### Written instruction
Transcribe exactly the lines from the one holding "Return a point for each instance of the trimmed" to the end of the data below, including both of those lines and no others.

### Dataset entries
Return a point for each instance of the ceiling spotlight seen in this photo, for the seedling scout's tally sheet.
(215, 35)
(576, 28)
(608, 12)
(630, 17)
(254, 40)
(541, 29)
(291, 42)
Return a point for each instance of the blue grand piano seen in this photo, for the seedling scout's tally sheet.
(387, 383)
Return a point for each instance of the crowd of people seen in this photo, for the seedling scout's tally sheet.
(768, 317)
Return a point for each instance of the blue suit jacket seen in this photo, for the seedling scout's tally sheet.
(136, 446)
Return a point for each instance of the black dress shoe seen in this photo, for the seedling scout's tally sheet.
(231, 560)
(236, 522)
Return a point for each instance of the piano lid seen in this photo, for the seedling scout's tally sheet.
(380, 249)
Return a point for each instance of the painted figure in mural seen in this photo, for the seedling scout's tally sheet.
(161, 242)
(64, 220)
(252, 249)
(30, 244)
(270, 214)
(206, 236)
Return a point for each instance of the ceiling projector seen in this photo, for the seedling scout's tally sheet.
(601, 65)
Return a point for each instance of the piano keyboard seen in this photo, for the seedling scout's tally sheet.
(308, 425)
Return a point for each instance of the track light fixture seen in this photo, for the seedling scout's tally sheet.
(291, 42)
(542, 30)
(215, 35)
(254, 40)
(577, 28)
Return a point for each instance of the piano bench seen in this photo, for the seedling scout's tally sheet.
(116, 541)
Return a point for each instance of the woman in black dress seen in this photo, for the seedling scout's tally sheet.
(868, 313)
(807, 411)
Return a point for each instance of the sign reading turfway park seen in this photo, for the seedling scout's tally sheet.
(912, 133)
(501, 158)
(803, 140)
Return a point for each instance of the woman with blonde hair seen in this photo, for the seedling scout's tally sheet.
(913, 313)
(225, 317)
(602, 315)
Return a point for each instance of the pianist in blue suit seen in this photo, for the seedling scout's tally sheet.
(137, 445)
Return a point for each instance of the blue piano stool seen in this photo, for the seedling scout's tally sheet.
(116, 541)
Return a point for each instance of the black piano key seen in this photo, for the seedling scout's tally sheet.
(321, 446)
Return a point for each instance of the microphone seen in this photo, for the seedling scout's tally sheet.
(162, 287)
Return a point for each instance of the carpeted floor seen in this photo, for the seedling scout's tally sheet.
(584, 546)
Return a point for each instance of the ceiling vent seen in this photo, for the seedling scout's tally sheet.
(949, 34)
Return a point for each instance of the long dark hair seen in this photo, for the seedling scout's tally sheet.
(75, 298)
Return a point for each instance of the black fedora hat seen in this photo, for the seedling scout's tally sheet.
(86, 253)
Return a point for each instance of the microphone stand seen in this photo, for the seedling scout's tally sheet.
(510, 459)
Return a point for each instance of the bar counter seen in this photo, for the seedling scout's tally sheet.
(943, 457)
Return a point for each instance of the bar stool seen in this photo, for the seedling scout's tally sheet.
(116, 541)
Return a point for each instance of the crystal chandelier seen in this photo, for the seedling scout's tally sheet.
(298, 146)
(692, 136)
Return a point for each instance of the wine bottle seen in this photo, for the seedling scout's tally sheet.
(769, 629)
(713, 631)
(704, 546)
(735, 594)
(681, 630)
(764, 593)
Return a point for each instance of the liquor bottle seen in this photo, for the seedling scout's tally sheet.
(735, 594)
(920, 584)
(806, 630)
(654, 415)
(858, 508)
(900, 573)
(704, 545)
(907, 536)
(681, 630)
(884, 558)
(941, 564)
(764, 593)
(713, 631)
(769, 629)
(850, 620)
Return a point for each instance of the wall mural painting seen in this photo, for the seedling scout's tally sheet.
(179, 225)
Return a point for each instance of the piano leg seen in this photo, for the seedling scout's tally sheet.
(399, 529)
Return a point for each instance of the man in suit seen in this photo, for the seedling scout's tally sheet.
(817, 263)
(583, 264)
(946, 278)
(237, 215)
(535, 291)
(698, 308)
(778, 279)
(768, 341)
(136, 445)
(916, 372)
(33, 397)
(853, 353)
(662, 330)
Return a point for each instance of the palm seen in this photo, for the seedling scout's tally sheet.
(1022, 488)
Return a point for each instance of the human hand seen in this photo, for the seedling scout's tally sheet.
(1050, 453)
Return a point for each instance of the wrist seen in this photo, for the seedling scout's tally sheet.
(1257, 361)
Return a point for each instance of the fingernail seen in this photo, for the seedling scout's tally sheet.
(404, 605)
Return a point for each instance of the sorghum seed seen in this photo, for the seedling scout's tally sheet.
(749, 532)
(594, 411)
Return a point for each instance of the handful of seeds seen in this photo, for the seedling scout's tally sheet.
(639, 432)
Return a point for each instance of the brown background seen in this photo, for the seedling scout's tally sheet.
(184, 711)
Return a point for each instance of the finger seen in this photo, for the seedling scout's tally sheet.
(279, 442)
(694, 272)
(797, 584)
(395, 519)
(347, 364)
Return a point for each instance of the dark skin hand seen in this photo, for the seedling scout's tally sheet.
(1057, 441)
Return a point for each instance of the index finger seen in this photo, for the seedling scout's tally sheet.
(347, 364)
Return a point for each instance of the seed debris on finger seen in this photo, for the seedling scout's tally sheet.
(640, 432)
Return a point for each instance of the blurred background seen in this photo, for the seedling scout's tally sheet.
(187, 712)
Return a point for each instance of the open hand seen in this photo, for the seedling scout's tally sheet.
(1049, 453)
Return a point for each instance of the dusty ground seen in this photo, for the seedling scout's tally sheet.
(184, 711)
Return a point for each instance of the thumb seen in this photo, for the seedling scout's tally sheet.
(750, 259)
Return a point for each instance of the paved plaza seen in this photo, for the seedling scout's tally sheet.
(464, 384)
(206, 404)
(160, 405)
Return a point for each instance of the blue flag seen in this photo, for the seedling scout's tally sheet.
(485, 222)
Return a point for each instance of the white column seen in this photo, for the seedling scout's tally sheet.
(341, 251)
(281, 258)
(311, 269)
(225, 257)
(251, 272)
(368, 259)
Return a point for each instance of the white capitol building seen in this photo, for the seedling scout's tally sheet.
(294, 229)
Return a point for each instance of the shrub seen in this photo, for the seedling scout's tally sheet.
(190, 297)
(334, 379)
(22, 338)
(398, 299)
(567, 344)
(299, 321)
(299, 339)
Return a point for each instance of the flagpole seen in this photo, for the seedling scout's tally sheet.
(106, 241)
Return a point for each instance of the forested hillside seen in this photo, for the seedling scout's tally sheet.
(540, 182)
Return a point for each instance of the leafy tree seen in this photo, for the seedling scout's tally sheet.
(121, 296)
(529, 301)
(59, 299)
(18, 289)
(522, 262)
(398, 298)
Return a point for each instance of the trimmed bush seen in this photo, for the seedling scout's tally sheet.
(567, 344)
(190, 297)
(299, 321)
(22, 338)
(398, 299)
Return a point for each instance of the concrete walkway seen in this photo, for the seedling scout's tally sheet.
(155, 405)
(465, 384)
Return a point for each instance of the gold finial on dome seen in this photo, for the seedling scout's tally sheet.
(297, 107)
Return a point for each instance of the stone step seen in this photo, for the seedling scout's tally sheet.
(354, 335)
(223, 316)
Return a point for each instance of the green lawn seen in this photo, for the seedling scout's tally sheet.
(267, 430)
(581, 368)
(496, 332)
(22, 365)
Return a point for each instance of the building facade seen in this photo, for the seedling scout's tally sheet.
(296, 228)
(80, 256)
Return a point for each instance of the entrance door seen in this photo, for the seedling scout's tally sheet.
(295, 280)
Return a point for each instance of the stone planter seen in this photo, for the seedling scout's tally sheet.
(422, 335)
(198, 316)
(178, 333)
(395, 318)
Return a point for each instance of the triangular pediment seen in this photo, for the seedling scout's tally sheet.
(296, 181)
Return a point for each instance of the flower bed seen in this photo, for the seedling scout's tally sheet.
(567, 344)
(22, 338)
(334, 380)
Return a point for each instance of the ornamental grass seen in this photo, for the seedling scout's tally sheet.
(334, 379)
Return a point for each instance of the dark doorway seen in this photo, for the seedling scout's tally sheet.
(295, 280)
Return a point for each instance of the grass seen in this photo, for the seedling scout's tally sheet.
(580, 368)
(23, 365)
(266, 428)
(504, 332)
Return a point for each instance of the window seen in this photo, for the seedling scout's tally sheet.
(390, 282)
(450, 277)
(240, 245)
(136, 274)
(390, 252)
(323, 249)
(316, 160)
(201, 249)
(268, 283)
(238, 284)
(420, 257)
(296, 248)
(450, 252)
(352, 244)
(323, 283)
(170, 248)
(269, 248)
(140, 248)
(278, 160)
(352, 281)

### Response below
Return a point for each instance of the trimmed bush seen in this photo, for the seedling scout's tally sheet.
(567, 344)
(190, 297)
(299, 321)
(22, 338)
(398, 299)
Return a point for each instance of the concrete walkway seen in this photo, for the seedling scout's tally sheet.
(155, 405)
(465, 384)
Return a point for each instance of the gold finial on dome seen in this photo, for the seedling scout's tally sheet.
(297, 107)
Return a point for each instance of the stone step seen in this photo, for the seedling scout's tally sheet.
(354, 335)
(223, 316)
Return a point for each instance of the green lawn seen in this photo, for the seedling scout's tally sheet.
(267, 430)
(581, 368)
(496, 332)
(22, 365)
Return a point for each instance of the building facade seen in this photo, for the seedling scout's tally sheet.
(296, 228)
(80, 256)
Return a point for each instance of the entrance door seen in this photo, for the seedling scout's tally sheet.
(295, 280)
Return a point for each instance of the stone planter seen in this photo, for the seedling scout's tally sheet.
(422, 335)
(198, 316)
(178, 333)
(395, 318)
Return a point for each instance of the triangular pediment seen in this photo, for the seedling scout's tally sheet.
(296, 181)
Return a point for each instance of the flower bed seen in this photo, for the seedling scout's tally sheet.
(567, 344)
(22, 338)
(334, 380)
Return a point for each instance of the ornamental grass seen in this photo, for the seedling scout's tally sheet.
(334, 379)
Return a point for each instance of the dark doorway seen in this photo, for the seedling scout's tally sheet.
(295, 280)
Return a point for each instance of the grass seen in this photo, for the seedling scout's tally sheet.
(580, 368)
(23, 365)
(266, 428)
(504, 332)
Return a point for each instance of the window seen in this photo, for the seedling scout's tally sheet.
(390, 282)
(450, 277)
(240, 245)
(136, 274)
(390, 252)
(323, 249)
(316, 160)
(201, 249)
(268, 283)
(238, 284)
(420, 257)
(296, 248)
(450, 252)
(352, 244)
(323, 283)
(170, 248)
(269, 248)
(140, 248)
(278, 160)
(352, 281)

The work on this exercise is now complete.